# [Task]
Format every line of the records below as a Markdown table with the columns "Row" and "Text", numbering the rows in order and skipping blank lines. Omit the pictures from your table.

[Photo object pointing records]
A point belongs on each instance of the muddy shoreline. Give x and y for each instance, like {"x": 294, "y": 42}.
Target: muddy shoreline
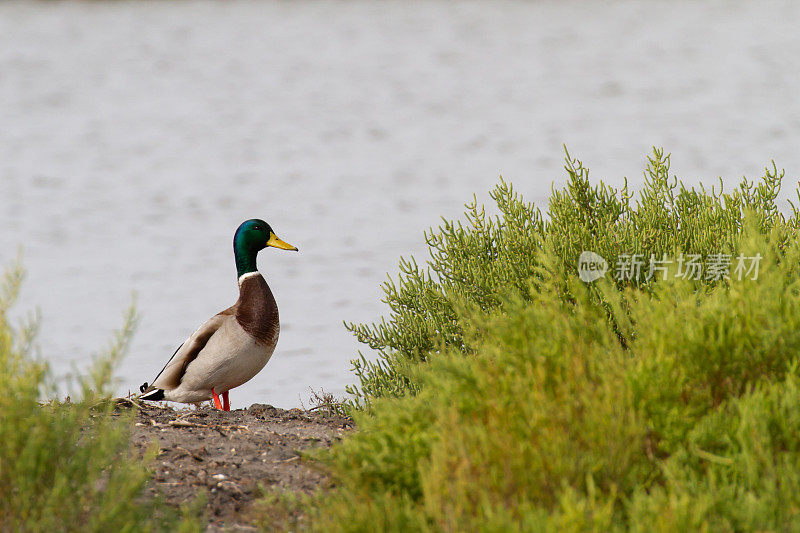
{"x": 230, "y": 455}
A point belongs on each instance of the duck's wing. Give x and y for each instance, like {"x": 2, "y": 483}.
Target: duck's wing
{"x": 172, "y": 373}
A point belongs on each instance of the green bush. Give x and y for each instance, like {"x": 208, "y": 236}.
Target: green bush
{"x": 509, "y": 395}
{"x": 68, "y": 466}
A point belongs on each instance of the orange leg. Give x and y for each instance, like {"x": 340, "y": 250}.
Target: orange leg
{"x": 216, "y": 399}
{"x": 226, "y": 405}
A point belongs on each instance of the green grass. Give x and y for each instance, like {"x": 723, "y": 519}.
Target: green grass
{"x": 508, "y": 395}
{"x": 68, "y": 466}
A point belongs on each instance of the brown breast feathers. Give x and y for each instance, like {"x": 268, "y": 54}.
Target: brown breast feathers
{"x": 256, "y": 310}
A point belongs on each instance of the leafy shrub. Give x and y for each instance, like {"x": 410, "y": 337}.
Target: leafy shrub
{"x": 473, "y": 264}
{"x": 67, "y": 466}
{"x": 511, "y": 396}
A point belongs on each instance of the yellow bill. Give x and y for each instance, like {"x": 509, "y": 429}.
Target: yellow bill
{"x": 277, "y": 243}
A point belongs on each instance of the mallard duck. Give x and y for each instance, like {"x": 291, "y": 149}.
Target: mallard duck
{"x": 232, "y": 346}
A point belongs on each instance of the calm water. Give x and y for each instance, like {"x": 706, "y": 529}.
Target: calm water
{"x": 135, "y": 137}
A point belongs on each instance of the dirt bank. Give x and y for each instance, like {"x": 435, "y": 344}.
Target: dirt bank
{"x": 229, "y": 454}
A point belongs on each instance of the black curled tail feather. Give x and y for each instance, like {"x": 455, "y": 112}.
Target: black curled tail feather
{"x": 154, "y": 395}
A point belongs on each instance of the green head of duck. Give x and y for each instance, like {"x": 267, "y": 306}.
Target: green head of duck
{"x": 251, "y": 237}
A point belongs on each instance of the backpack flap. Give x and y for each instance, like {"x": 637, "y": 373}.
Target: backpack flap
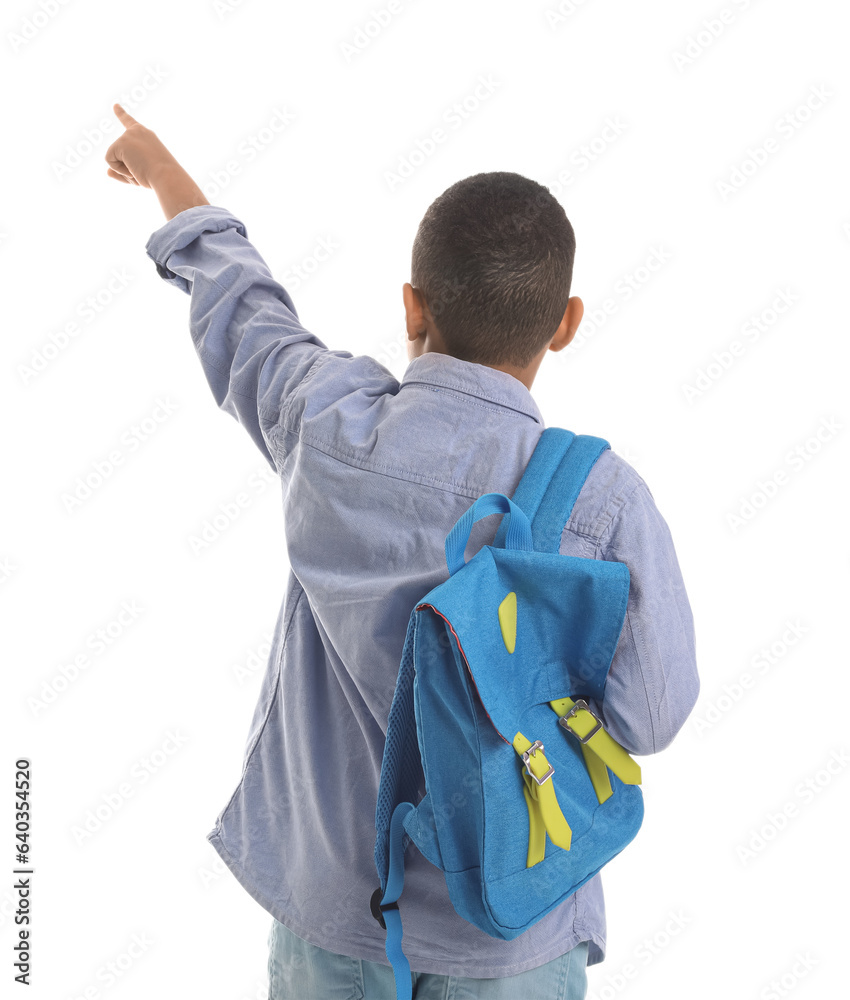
{"x": 526, "y": 629}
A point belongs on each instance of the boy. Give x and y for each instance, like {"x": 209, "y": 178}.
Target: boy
{"x": 374, "y": 475}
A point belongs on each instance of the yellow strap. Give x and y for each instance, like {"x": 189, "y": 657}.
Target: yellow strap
{"x": 604, "y": 746}
{"x": 598, "y": 773}
{"x": 536, "y": 826}
{"x": 544, "y": 813}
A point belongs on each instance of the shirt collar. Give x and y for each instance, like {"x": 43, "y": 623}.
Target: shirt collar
{"x": 492, "y": 384}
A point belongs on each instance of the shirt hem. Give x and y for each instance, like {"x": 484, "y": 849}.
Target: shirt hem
{"x": 596, "y": 948}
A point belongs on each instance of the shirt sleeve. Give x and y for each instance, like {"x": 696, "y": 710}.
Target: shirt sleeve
{"x": 652, "y": 683}
{"x": 244, "y": 326}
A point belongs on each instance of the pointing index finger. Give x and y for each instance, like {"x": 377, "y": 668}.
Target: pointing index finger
{"x": 123, "y": 116}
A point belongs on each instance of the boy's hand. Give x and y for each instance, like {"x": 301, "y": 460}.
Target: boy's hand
{"x": 138, "y": 157}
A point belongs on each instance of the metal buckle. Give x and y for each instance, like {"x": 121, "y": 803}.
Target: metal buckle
{"x": 532, "y": 752}
{"x": 581, "y": 704}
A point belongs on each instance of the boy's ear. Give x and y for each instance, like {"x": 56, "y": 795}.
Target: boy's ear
{"x": 569, "y": 324}
{"x": 414, "y": 316}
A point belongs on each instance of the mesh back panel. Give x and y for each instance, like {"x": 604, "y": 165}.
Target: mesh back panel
{"x": 402, "y": 778}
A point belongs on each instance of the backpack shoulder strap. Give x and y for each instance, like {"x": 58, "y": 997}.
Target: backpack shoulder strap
{"x": 552, "y": 481}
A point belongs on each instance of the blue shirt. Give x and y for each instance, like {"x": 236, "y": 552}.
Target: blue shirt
{"x": 374, "y": 474}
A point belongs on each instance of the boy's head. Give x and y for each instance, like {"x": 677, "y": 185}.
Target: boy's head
{"x": 490, "y": 277}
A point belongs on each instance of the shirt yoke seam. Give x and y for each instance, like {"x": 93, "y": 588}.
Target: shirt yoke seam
{"x": 391, "y": 472}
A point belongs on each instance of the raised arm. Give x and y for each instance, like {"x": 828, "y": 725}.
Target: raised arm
{"x": 251, "y": 344}
{"x": 653, "y": 683}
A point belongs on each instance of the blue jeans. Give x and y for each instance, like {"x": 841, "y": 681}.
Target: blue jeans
{"x": 301, "y": 971}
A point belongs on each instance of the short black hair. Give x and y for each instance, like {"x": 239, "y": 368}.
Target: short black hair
{"x": 493, "y": 259}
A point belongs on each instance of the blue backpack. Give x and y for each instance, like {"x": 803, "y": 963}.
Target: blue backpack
{"x": 491, "y": 716}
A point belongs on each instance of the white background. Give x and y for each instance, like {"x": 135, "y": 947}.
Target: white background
{"x": 740, "y": 869}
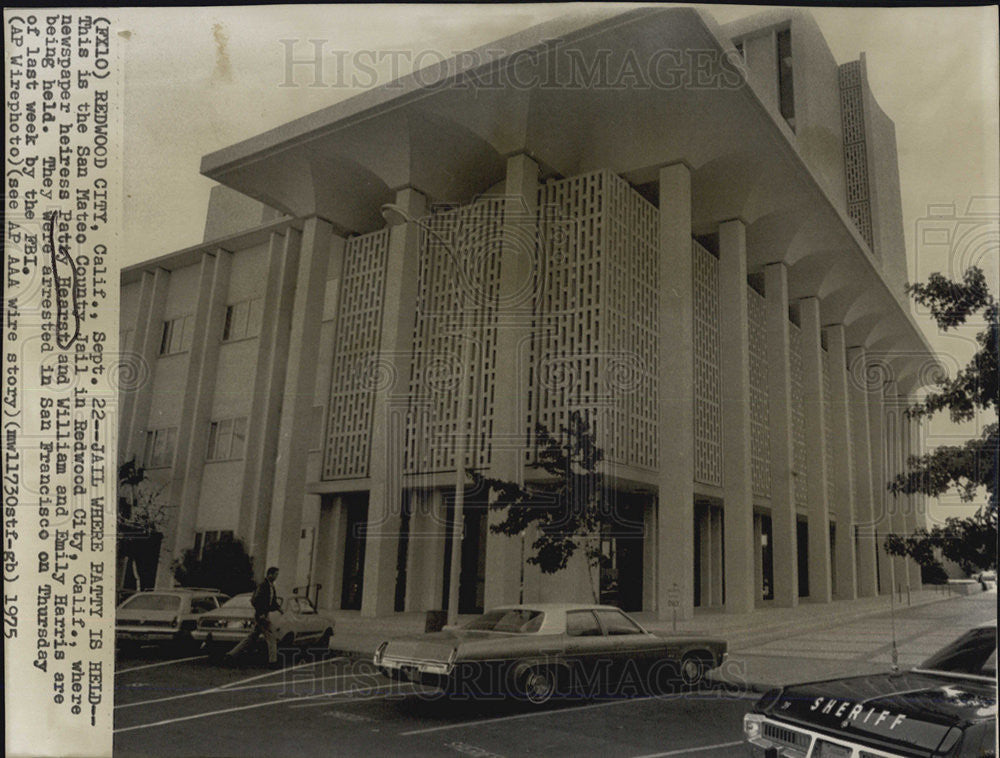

# [Solution below]
| Row | Text |
|---|---|
| 1 | A point belongs on each instance of the muddy shoreline. Give x and y for each instance, like {"x": 294, "y": 42}. |
| 2 | Target: muddy shoreline |
| 3 | {"x": 230, "y": 455} |
| 4 | A point belongs on each instance of the duck's wing. Give x and y for each instance, like {"x": 2, "y": 483}. |
| 5 | Target: duck's wing |
| 6 | {"x": 172, "y": 373} |
| 7 | A point belongs on each instance of the green bush. Give x and y for each instance, like {"x": 208, "y": 236}. |
| 8 | Target: green bush |
| 9 | {"x": 509, "y": 395} |
| 10 | {"x": 68, "y": 466} |
| 11 | A point belongs on each instance of the orange leg. Give x and y for each instance, like {"x": 340, "y": 250}. |
| 12 | Target: orange leg |
| 13 | {"x": 216, "y": 399} |
| 14 | {"x": 226, "y": 405} |
| 15 | A point belongs on each instance of the green grass. Give x and y for each instance, like {"x": 723, "y": 519}. |
| 16 | Target: green grass |
| 17 | {"x": 508, "y": 395} |
| 18 | {"x": 68, "y": 466} |
| 19 | A point belongs on each instance of the brown breast feathers. Give x and y for each instance, like {"x": 268, "y": 54}. |
| 20 | Target: brown breast feathers |
| 21 | {"x": 256, "y": 310} |
| 22 | A point belongs on each instance of the leafy shrub. Give x and y for each instance, like {"x": 410, "y": 337}. |
| 23 | Target: leafy shrub |
| 24 | {"x": 473, "y": 264} |
| 25 | {"x": 67, "y": 466} |
| 26 | {"x": 511, "y": 396} |
| 27 | A point belongs on each instance of the yellow bill. Give x and y for each instance, like {"x": 509, "y": 429}. |
| 28 | Target: yellow bill |
| 29 | {"x": 277, "y": 243} |
| 30 | A point belongs on each instance of the mallard duck. Give x and y for each instance, like {"x": 291, "y": 149}. |
| 31 | Target: mallard duck |
| 32 | {"x": 232, "y": 346} |
| 33 | A point belongs on each instance of the calm water. Give x and y for each instance, like {"x": 706, "y": 529}. |
| 34 | Target: calm water |
| 35 | {"x": 135, "y": 137} |
| 36 | A point belongs on each instance of the dirt bank. Give x and y for each instance, like {"x": 435, "y": 344}. |
| 37 | Target: dirt bank |
| 38 | {"x": 229, "y": 454} |
| 39 | A point belongs on each instance of the black curled tail feather. Give x and y for each instance, like {"x": 455, "y": 112}. |
| 40 | Target: black curled tail feather |
| 41 | {"x": 154, "y": 395} |
| 42 | A point belongs on each instance of the green head of duck. Give x and y for each instance, like {"x": 267, "y": 306}. |
| 43 | Target: green head of duck |
| 44 | {"x": 251, "y": 237} |
| 45 | A point belongs on each instance of the backpack flap. Give x and y for each instance, like {"x": 637, "y": 373}. |
| 46 | Target: backpack flap |
| 47 | {"x": 526, "y": 629} |
| 48 | A point belongs on each instance of the boy. Give x and y for each instance, like {"x": 209, "y": 178}. |
| 49 | Target: boy |
| 50 | {"x": 374, "y": 475} |
| 51 | A point belongs on each instance of the yellow strap. Give x and y for each instance, like {"x": 189, "y": 657}. |
| 52 | Target: yellow strap |
| 53 | {"x": 604, "y": 746} |
| 54 | {"x": 598, "y": 773} |
| 55 | {"x": 536, "y": 826} |
| 56 | {"x": 544, "y": 813} |
| 57 | A point belongs on each instance of the shirt collar. Give x and y for each instance, like {"x": 43, "y": 623}. |
| 58 | Target: shirt collar |
| 59 | {"x": 492, "y": 384} |
| 60 | A point belongs on each instance of the shirt hem. Give x and y for each instance, like {"x": 484, "y": 849}. |
| 61 | Target: shirt hem |
| 62 | {"x": 596, "y": 948} |
| 63 | A point belongs on each instance of the shirt sleeve. Give x and y for each instance, like {"x": 696, "y": 710}. |
| 64 | Target: shirt sleeve |
| 65 | {"x": 652, "y": 683} |
| 66 | {"x": 244, "y": 326} |
| 67 | A point belongs on each instance of the pointing index finger. Give x and y for each instance, like {"x": 377, "y": 668}. |
| 68 | Target: pointing index finger |
| 69 | {"x": 123, "y": 116} |
| 70 | A point belongs on each instance of the boy's hand. Give x and y for each instance, like {"x": 301, "y": 460}. |
| 71 | Target: boy's hand |
| 72 | {"x": 138, "y": 157} |
| 73 | A point belongs on each instance of the metal buckle. Give x and y for each instance, like {"x": 121, "y": 803}. |
| 74 | Target: metal buckle |
| 75 | {"x": 532, "y": 752} |
| 76 | {"x": 581, "y": 704} |
| 77 | A point belongs on each instance of the boy's ear. Give x and y for each instance, like {"x": 56, "y": 795}. |
| 78 | Target: boy's ear |
| 79 | {"x": 569, "y": 324} |
| 80 | {"x": 414, "y": 316} |
| 81 | A point belongs on each instance of the mesh back panel. Give x and y for each instance, like {"x": 604, "y": 165}. |
| 82 | Target: mesh back panel |
| 83 | {"x": 402, "y": 778} |
| 84 | A point belongs on each instance of the backpack shoulder strap. Give x and y for each instance, like {"x": 58, "y": 997}. |
| 85 | Target: backpack shoulder strap |
| 86 | {"x": 552, "y": 481} |
| 87 | A point belongs on each instance of the blue shirt. Give x and y for each instance, like {"x": 236, "y": 552}. |
| 88 | Target: blue shirt |
| 89 | {"x": 374, "y": 474} |
| 90 | A point belongs on each instance of the boy's head. Give x and y for each instance, like {"x": 677, "y": 185}. |
| 91 | Target: boy's head |
| 92 | {"x": 490, "y": 277} |
| 93 | A point belongs on each instance of the shirt yoke seam. Give x and y for each instance, like {"x": 93, "y": 588}. |
| 94 | Target: shirt yoke seam |
| 95 | {"x": 391, "y": 472} |
| 96 | A point belongs on each instance of the raised arm. Give x and y for each instance, like {"x": 828, "y": 725}. |
| 97 | Target: raised arm |
| 98 | {"x": 251, "y": 344} |
| 99 | {"x": 653, "y": 683} |
| 100 | A point belongs on each instance of the blue jeans. Give x and y for each instance, like {"x": 841, "y": 681}. |
| 101 | Target: blue jeans |
| 102 | {"x": 301, "y": 971} |
| 103 | A point belongs on each instance of the short black hair. Give x and y for each instance, like {"x": 239, "y": 368}. |
| 104 | Target: short black hair |
| 105 | {"x": 493, "y": 259} |
| 106 | A point belongs on each instance of the blue backpack. Give x and y for each instance, like {"x": 803, "y": 963}. |
| 107 | Target: blue backpack |
| 108 | {"x": 491, "y": 716} |
| 109 | A point belongs on each instance of the white background. Give x and y for each instance, like {"x": 135, "y": 947}. |
| 110 | Target: white background |
| 111 | {"x": 740, "y": 869} |